TASK 1: Echo word for word everything in the passage on wealth and poverty from "When you look" down to "at approximately 17%.".
------------------------------
Do you have any suggestions as to how I could do it? I simply have no idea. My guess is that I'll have to resign myself to being a shitkicker for the rest of my life.
When you look at the figures, it is hard to believe that they'd miss a few hundred thousand if perchance such largesse were to suddenly come my way. Tallied up, the net private sector wealth in this country comes to $1753 billion. Of this Kerry Packer owns $3.3 billion and Richard Pratt (he of Westfield shopping towns) owns $1.5 billion — and so we go (way) down the list until we get to me and you.
How long this list is and how far it goes down was recently suggested by the National Centre for Social and Economic Modelling at the University of Canberra. By their figures, 1.7 million Australians scrape by in poverty. Another 700,000 live in only slightly better conditions so that the proportion of Australians living in or near poverty runs at approximately 17%.
While 4.4% of the population are pulling in more than $100,000 a year (thank you very much) a good proportion of the rest of us are surviving on less than a quarter of that.
And I, dear reader, have spent my life among them. I'm not proud. I admit my poverty. But I can't help feeling a touch resentful. Kerry Packer earns in one minute what I take a week to pull in. And as for my young friends working their butts off for $6 an hour: it all seems a bit unfair, don't you think?
In such circumstances, I begrudge Packer his billions. I do. How is it that he's in the money and I'm not? What did he do to earn it? And tell me: why doesn't he stop now that he's so far ahead? If greed is so good, why can't I afford to be greedy too? Unfortunately, I think I've missed my chance. Maybe it was the wrong sperm — my Dad was all right for a father, but he wasn't a Packer. Maybe I should have studied harder, saved more, worked more overtime, stayed off the grog and given up fags earlier. Maybe it just simply wasn't meant to be. Maybe for the likes of me, life wasn't meant to be greedy.
------------------------------
TASK 2: In the records below, duplicate without any change everything from the line that contains "Find the highway" down to the line that contains "[(374, 254), (417, 231)]", both of those lines included.
------------------------------
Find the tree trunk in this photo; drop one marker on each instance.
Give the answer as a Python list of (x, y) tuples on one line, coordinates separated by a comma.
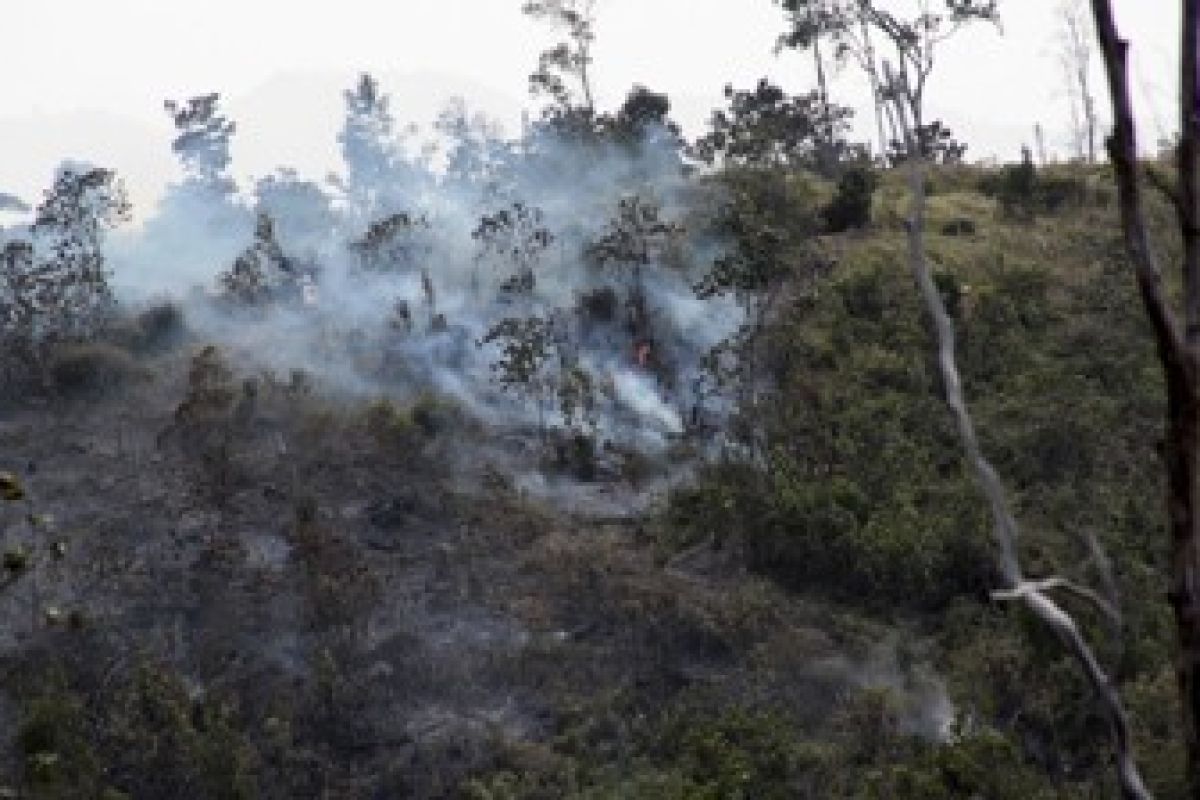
[(1181, 452), (1179, 349)]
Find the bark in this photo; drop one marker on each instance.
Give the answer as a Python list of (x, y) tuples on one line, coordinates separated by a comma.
[(1177, 349), (1033, 594)]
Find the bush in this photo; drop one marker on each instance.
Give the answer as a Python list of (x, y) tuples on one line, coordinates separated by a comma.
[(154, 330), (851, 206), (93, 368)]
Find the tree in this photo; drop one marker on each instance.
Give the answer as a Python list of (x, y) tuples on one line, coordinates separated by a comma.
[(475, 152), (305, 212), (851, 25), (645, 114), (262, 272), (516, 239), (378, 179), (400, 242), (202, 139), (1177, 340), (768, 127), (567, 61), (1075, 56), (1033, 594), (54, 286), (634, 240)]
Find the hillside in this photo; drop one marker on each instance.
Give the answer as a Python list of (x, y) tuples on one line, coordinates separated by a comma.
[(229, 582)]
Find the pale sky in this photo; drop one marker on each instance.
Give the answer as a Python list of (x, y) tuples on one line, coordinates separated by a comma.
[(87, 78)]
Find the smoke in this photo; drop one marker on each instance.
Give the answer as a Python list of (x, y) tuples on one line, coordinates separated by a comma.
[(389, 278)]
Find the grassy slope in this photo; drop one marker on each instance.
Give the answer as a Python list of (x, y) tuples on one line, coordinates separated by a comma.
[(337, 602)]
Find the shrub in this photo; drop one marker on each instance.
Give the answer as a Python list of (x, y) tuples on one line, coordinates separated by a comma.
[(851, 206), (93, 368), (153, 330)]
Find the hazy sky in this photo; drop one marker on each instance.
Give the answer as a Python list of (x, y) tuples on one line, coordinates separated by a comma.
[(87, 78)]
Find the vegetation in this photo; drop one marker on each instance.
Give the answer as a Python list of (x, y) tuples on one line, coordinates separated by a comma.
[(772, 576)]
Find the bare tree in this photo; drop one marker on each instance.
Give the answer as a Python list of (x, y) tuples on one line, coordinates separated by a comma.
[(1179, 344), (1075, 56), (1035, 594)]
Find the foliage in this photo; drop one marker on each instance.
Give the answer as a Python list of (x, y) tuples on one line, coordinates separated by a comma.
[(516, 239), (565, 61), (54, 284), (1024, 191), (202, 139), (262, 274), (768, 127), (399, 242)]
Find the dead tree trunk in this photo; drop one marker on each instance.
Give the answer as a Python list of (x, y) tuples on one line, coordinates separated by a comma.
[(1179, 349), (1033, 594)]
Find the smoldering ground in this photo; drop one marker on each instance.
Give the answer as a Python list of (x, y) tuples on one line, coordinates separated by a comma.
[(543, 281)]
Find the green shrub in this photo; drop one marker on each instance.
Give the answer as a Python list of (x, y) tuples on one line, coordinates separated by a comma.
[(851, 206)]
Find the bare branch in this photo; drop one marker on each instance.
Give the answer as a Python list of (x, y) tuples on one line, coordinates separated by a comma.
[(1005, 527), (1123, 151)]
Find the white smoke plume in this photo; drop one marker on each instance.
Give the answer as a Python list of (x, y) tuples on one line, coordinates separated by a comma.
[(397, 280)]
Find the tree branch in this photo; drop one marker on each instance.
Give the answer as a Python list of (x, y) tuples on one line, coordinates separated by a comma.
[(1005, 527)]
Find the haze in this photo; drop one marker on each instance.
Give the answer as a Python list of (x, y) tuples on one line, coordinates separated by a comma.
[(87, 79)]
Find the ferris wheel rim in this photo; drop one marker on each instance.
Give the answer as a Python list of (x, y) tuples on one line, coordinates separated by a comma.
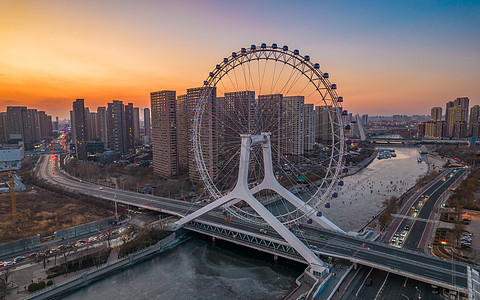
[(247, 55)]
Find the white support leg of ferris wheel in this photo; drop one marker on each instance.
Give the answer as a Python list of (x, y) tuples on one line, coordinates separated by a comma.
[(242, 192), (270, 182)]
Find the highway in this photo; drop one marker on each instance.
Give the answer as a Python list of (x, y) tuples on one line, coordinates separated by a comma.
[(374, 254), (417, 231)]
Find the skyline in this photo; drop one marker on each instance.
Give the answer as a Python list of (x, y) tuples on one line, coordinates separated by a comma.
[(412, 56)]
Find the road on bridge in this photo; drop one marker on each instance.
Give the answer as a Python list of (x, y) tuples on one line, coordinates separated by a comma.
[(324, 242)]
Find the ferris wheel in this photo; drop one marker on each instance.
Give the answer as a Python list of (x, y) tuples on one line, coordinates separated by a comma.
[(276, 92)]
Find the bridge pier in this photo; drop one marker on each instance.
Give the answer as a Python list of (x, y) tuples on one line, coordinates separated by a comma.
[(241, 191)]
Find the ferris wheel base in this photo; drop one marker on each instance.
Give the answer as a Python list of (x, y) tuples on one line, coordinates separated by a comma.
[(241, 192)]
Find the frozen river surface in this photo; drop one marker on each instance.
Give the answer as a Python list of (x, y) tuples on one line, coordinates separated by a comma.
[(363, 193), (197, 269)]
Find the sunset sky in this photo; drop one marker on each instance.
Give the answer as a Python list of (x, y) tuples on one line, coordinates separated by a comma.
[(387, 57)]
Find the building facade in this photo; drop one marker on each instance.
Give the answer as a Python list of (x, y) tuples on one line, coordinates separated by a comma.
[(164, 133), (80, 129), (116, 126)]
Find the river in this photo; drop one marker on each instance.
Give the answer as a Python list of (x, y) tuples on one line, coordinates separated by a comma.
[(200, 269)]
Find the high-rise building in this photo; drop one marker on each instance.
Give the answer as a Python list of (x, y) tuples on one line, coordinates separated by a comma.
[(239, 111), (136, 125), (441, 129), (457, 117), (309, 125), (293, 127), (474, 121), (15, 122), (129, 127), (31, 127), (270, 115), (430, 129), (209, 131), (421, 129), (116, 126), (80, 129), (364, 119), (92, 125), (3, 128), (323, 132), (102, 124), (436, 114), (184, 136), (164, 133), (147, 124)]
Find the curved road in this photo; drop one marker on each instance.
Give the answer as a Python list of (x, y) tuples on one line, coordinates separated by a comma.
[(408, 263)]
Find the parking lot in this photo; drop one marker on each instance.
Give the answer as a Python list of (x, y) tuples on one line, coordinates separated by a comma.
[(473, 227)]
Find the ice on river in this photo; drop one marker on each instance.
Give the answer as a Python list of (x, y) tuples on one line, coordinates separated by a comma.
[(363, 193)]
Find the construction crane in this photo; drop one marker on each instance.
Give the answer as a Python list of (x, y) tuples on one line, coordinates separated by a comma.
[(11, 179)]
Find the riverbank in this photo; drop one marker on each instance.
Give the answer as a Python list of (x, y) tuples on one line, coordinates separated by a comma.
[(361, 165), (362, 196), (74, 281)]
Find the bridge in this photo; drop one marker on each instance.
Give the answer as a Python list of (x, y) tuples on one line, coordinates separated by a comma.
[(393, 140), (323, 242)]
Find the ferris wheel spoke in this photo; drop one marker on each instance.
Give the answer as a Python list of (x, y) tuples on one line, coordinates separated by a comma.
[(234, 115)]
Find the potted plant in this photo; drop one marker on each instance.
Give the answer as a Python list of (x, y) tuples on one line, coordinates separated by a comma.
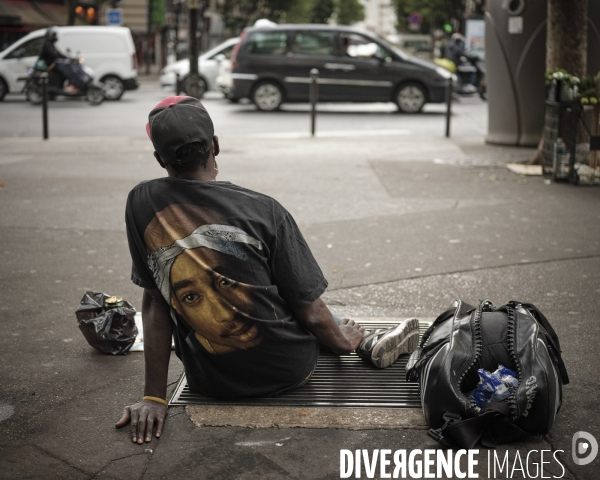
[(562, 86)]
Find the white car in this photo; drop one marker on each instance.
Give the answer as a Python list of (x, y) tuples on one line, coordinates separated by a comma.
[(108, 51), (208, 67)]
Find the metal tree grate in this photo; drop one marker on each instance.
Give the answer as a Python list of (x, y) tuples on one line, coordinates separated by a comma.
[(342, 381)]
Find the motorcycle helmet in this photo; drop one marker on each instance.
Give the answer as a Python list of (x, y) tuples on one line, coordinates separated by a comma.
[(51, 34)]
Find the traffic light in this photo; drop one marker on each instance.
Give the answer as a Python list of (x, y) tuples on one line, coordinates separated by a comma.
[(88, 11)]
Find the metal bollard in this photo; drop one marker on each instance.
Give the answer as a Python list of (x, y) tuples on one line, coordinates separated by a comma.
[(177, 85), (314, 98), (449, 91), (45, 104)]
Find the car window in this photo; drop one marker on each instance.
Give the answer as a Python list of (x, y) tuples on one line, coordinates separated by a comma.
[(226, 51), (268, 43), (313, 43), (28, 49), (359, 46)]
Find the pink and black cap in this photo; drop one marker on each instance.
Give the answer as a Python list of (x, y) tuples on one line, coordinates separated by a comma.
[(177, 121)]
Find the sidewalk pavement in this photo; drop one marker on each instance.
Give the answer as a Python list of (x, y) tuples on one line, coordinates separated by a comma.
[(395, 233)]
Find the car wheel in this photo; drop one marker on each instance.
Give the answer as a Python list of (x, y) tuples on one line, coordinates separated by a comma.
[(267, 96), (95, 95), (202, 87), (3, 89), (113, 87), (410, 98)]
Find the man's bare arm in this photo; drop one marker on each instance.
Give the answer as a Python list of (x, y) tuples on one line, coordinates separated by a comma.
[(317, 318), (158, 330)]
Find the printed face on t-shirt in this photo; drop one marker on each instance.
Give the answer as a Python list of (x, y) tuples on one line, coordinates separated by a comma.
[(215, 306)]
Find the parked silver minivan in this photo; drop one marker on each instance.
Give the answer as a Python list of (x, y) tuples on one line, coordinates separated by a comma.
[(108, 51)]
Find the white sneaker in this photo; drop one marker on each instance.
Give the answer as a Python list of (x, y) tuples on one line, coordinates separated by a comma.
[(384, 346)]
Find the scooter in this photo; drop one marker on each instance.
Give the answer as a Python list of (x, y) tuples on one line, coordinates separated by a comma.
[(93, 91), (470, 72)]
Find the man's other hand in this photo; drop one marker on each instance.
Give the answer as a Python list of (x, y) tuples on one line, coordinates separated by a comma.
[(144, 416), (353, 332)]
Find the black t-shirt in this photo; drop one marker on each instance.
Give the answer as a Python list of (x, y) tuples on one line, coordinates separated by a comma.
[(233, 265)]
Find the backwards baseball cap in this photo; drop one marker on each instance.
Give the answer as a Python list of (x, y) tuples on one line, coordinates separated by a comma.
[(177, 121)]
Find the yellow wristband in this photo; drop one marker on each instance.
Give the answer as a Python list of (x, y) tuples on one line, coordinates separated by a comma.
[(156, 399)]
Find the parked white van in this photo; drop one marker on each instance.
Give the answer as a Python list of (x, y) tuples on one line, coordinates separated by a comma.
[(108, 51)]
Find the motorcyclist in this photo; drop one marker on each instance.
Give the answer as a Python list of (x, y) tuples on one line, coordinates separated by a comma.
[(456, 52), (49, 54)]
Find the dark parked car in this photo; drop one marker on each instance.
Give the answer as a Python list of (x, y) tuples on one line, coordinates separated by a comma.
[(271, 65)]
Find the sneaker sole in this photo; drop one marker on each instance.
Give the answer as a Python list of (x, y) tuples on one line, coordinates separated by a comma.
[(403, 339)]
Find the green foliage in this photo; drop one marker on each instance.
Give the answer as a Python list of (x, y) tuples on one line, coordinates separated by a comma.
[(349, 11), (435, 13), (321, 11), (561, 75), (590, 86)]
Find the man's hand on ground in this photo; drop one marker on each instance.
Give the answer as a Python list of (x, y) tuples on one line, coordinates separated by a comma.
[(317, 318), (144, 416), (353, 332)]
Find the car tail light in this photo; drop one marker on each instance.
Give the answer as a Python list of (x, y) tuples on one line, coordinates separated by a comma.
[(235, 51)]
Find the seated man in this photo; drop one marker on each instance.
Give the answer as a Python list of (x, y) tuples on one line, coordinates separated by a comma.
[(227, 271)]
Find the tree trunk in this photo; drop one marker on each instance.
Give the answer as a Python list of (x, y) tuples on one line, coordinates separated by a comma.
[(70, 12), (566, 43)]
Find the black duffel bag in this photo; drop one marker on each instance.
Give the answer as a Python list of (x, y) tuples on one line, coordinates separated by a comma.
[(464, 339)]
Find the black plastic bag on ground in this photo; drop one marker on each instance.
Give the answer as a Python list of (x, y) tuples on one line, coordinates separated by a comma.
[(109, 330)]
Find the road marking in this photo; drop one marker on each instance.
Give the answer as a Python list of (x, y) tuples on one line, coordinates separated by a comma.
[(261, 442), (334, 134)]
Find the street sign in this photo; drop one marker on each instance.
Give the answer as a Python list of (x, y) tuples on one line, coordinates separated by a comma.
[(114, 16)]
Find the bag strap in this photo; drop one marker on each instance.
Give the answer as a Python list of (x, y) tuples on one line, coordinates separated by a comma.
[(491, 427), (551, 337)]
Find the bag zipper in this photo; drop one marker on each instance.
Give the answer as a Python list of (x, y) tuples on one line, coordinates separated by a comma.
[(511, 337), (478, 351)]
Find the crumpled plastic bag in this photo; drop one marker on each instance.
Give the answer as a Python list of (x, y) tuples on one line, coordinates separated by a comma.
[(494, 387), (108, 330)]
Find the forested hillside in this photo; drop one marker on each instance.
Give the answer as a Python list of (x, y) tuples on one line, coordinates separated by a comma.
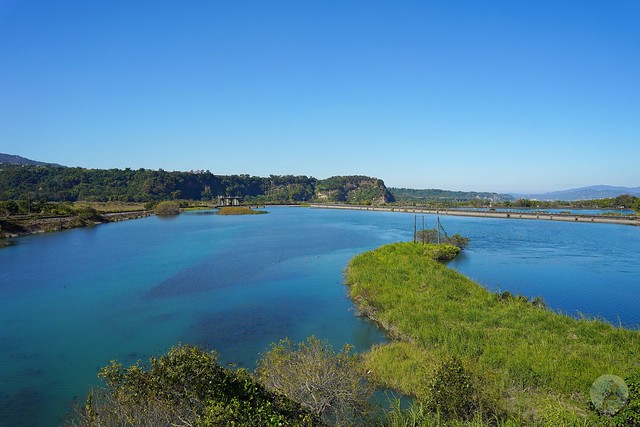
[(19, 182)]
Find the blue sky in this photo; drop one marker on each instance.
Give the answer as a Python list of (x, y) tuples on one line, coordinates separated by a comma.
[(520, 96)]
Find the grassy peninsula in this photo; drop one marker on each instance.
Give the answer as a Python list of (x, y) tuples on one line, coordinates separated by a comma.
[(517, 360)]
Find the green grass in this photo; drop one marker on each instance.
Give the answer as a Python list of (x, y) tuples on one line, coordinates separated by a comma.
[(530, 362), (239, 210)]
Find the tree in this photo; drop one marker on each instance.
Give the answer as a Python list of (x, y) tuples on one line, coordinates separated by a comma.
[(330, 385)]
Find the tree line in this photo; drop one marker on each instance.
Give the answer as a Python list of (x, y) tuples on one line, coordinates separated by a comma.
[(58, 184)]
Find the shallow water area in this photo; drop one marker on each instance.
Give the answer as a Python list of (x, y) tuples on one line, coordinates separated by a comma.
[(73, 300)]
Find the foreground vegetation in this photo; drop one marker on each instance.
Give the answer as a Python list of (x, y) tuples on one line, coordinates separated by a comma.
[(514, 359), (185, 387)]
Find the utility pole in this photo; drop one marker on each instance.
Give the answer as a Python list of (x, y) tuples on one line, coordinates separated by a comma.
[(415, 219)]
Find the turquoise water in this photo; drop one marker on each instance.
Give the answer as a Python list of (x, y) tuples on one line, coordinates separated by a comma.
[(73, 300)]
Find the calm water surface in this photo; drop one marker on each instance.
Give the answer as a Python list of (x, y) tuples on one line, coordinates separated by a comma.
[(73, 300)]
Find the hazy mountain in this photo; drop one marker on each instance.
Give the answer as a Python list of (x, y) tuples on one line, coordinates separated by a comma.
[(415, 195), (583, 193), (19, 160)]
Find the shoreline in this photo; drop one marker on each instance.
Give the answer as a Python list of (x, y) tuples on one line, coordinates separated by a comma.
[(21, 228), (602, 219)]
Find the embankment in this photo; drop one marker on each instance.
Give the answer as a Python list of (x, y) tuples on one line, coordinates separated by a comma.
[(527, 361), (11, 228), (491, 214)]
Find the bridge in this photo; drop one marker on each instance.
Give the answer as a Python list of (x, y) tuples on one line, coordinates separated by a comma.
[(229, 200)]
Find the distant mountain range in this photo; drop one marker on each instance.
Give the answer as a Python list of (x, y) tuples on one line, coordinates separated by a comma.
[(19, 160), (406, 194), (583, 193)]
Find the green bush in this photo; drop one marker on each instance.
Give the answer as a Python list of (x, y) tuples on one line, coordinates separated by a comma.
[(329, 385), (452, 393), (167, 208), (185, 387), (630, 414)]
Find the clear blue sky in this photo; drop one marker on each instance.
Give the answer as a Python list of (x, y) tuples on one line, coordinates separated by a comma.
[(501, 96)]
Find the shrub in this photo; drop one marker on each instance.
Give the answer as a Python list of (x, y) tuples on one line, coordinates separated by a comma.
[(452, 393), (630, 414), (329, 385), (185, 387), (167, 208)]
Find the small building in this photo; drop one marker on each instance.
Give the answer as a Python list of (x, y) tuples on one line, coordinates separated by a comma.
[(229, 200)]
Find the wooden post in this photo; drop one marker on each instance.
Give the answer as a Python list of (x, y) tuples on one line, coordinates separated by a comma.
[(415, 218)]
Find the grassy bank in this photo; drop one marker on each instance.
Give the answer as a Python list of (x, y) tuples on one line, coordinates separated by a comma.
[(526, 362)]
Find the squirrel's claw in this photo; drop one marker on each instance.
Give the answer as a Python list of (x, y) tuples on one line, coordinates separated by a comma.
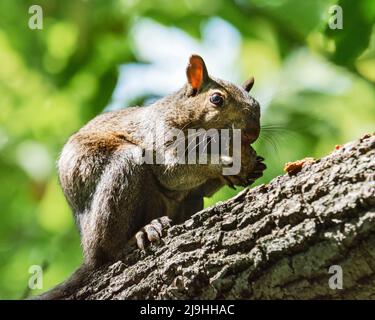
[(152, 232)]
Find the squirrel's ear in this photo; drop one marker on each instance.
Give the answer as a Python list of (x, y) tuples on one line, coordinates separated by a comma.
[(248, 84), (196, 72)]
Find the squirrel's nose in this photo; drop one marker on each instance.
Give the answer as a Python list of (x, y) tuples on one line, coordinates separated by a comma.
[(251, 132)]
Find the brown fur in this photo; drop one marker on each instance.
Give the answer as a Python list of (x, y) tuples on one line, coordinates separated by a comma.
[(112, 196)]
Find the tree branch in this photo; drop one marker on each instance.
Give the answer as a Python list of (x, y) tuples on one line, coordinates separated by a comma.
[(274, 241)]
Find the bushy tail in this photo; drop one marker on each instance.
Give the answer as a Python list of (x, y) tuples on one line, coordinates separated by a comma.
[(66, 289)]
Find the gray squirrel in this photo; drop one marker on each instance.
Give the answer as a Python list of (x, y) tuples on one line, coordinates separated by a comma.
[(115, 198)]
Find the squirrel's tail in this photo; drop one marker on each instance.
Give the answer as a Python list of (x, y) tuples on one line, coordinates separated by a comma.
[(68, 287)]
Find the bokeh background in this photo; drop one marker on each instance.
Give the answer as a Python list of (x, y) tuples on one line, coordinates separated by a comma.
[(315, 85)]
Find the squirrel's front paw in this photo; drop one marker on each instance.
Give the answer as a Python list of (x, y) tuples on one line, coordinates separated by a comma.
[(245, 179), (152, 232)]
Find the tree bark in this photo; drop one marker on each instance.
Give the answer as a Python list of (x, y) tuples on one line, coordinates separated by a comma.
[(274, 241)]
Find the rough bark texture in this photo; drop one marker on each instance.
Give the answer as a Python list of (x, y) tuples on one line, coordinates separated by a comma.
[(274, 241)]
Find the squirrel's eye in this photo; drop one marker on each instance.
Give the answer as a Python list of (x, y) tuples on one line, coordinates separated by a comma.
[(217, 99)]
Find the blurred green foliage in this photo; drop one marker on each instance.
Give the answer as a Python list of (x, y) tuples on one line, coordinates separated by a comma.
[(54, 80)]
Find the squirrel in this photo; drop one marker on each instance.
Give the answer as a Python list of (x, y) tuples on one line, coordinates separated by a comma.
[(115, 198)]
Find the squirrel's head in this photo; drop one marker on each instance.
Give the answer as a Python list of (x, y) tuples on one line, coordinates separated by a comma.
[(215, 103)]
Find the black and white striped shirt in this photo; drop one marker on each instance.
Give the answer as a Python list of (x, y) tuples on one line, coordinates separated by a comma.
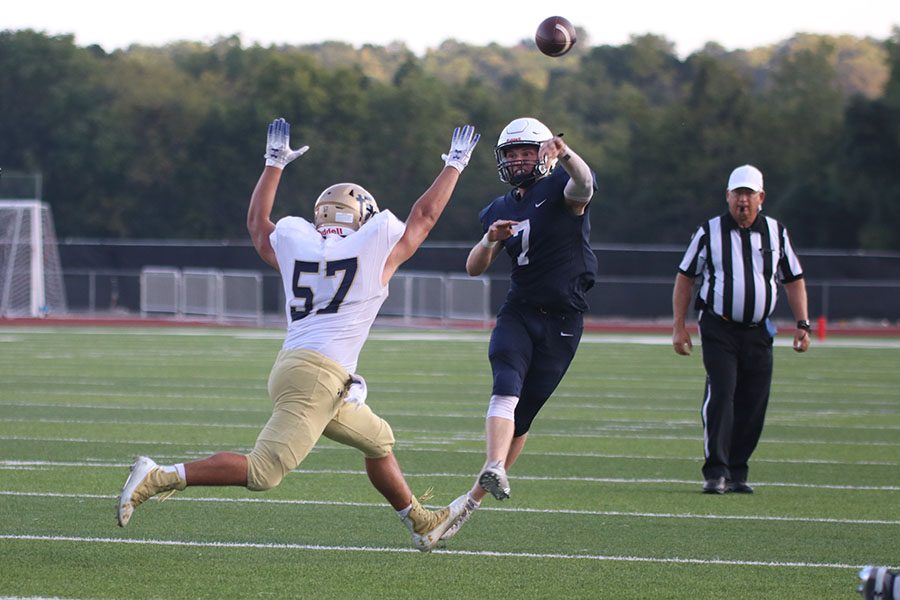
------------------------------
COMPLETE ANSWER 1:
When you look at the figures, it is hard to believe that they'd miss a few hundred thousand if perchance such largesse were to suddenly come my way. Tallied up, the net private sector wealth in this country comes to $1753 billion. Of this Kerry Packer owns $3.3 billion and Richard Pratt (he of Westfield shopping towns) owns $1.5 billion — and so we go (way) down the list until we get to me and you.
How long this list is and how far it goes down was recently suggested by the National Centre for Social and Economic Modelling at the University of Canberra. By their figures, 1.7 million Australians scrape by in poverty. Another 700,000 live in only slightly better conditions so that the proportion of Australians living in or near poverty runs at approximately 17%.

COMPLETE ANSWER 2:
Find the highway in this photo; drop one marker on each instance.
Give the answer as a Python list of (x, y) tuples on one line, coordinates separated by a comma.
[(374, 254), (417, 231)]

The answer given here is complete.